## What you should do
Copy out the time management passage below word for word, from start to finish.

I’ve got 7 basic tips to break down time management.

  1. Know your goals

  2. Prioritize your goals

  3. Plan ahead

  4. Eliminate distractions

  5. Delegate more

  6. Watch what you spend

  7. Self-care

Listen Now

Time management and productivity is a highly requested topic. and go over how to manage your time most effectively so you can get important things done. (Not just more things done. More important things done. Prioritization is key. What is it that you actually need to do?

You might have heard the sayings “work smarter, not harder” or “the early bird catches the worm” or “eat the frog.”  All of these saying have to do with productivity. I want to break these sayings down into their take home messages. The saying “work harder, not smarter” really means understanding your priorities and scheduling your time accordingly. This is usually well received advice.

That being said, I usually get some pushback when I talk about the saying “the early bird catches the worm.” A lot of people think they’re night owls and are just as productive, if not more productive, in the evening than in the morning. There’s a small population where that’s true. Some people really do function better in the evening. But those people are the exception to the rule. The rule of thumb is to wake up early and “eat the frog.”

In other words, do the most difficult, most draining task first. When you do this, it really helps you tackle the day and get through your to-do list. You want to do your most energy creative work first. Some people like working out first thing in the morning. I like doing my hardest thing - the thing that takes the most energy. For example, if you’re writing a book (which is great for passive income) you want to carve out time and do that first. Or say you’re really struggling with tech (because let’s face it: sometimes tech is tough for your business), you’ll want to do that first. For me, content creation takes a lot of energy, so it makes a lot more since for me to come up with ideas early in the morning. When I say content, I don’t just mean posts. I mean podcast ideas, captions, strategies, framework for my business, course creation, etc. Everything that has to do with my business and content, I’m going to get it done as early as possible.

Dataset rows about object locations
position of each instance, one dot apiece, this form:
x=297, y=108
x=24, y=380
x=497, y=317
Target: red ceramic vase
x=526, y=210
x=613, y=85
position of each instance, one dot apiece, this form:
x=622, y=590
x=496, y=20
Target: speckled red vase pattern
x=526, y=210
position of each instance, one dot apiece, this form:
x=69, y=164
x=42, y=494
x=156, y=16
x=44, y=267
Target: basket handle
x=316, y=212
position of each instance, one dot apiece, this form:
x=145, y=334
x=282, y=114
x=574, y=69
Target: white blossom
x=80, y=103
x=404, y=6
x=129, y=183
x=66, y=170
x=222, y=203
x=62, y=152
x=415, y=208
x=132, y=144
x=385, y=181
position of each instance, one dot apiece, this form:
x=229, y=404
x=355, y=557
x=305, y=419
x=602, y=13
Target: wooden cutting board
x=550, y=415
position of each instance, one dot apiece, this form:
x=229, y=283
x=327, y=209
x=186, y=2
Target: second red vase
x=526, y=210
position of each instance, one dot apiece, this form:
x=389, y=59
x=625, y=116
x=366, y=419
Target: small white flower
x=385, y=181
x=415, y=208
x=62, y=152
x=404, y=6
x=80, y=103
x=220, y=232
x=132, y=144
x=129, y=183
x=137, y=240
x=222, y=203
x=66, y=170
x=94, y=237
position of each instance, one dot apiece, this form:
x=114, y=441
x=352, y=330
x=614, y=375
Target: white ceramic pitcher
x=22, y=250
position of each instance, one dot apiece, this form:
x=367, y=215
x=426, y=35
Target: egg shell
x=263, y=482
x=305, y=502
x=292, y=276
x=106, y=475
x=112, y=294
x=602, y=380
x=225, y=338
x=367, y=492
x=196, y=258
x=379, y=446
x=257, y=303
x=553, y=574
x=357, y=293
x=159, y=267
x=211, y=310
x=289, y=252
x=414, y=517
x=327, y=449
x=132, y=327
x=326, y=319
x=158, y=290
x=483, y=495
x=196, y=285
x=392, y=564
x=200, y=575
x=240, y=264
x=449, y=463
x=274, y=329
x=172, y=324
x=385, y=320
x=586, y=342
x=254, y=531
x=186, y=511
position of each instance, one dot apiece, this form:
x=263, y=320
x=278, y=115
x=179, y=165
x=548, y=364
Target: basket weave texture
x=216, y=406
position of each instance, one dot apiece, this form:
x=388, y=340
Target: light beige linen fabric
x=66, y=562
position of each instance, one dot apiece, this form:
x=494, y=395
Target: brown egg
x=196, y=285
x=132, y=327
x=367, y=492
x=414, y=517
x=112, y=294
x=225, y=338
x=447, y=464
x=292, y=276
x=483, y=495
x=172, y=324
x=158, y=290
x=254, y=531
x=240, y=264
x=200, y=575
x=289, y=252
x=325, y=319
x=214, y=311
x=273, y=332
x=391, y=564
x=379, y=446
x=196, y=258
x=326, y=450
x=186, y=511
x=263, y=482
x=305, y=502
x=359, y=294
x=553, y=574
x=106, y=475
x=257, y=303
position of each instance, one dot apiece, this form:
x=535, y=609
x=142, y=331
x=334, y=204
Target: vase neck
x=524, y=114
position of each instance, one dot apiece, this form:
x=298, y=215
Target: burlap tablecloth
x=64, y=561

## The reply
I’ve got 7 basic tips to break down time management.

  1. Know your goals

  2. Prioritize your goals

  3. Plan ahead

  4. Eliminate distractions

  5. Delegate more

  6. Watch what you spend

  7. Self-care

Listen Now

Time management and productivity is a highly requested topic. and go over how to manage your time most effectively so you can get important things done. (Not just more things done. More important things done. Prioritization is key. What is it that you actually need to do?

You might have heard the sayings “work smarter, not harder” or “the early bird catches the worm” or “eat the frog.”  All of these saying have to do with productivity. I want to break these sayings down into their take home messages. The saying “work harder, not smarter” really means understanding your priorities and scheduling your time accordingly. This is usually well received advice.

That being said, I usually get some pushback when I talk about the saying “the early bird catches the worm.” A lot of people think they’re night owls and are just as productive, if not more productive, in the evening than in the morning. There’s a small population where that’s true. Some people really do function better in the evening. But those people are the exception to the rule. The rule of thumb is to wake up early and “eat the frog.”

In other words, do the most difficult, most draining task first. When you do this, it really helps you tackle the day and get through your to-do list. You want to do your most energy creative work first. Some people like working out first thing in the morning. I like doing my hardest thing - the thing that takes the most energy. For example, if you’re writing a book (which is great for passive income) you want to carve out time and do that first. Or say you’re really struggling with tech (because let’s face it: sometimes tech is tough for your business), you’ll want to do that first. For me, content creation takes a lot of energy, so it makes a lot more since for me to come up with ideas early in the morning. When I say content, I don’t just mean posts. I mean podcast ideas, captions, strategies, framework for my business, course creation, etc. Everything that has to do with my business and content, I’m going to get it done as early as possible.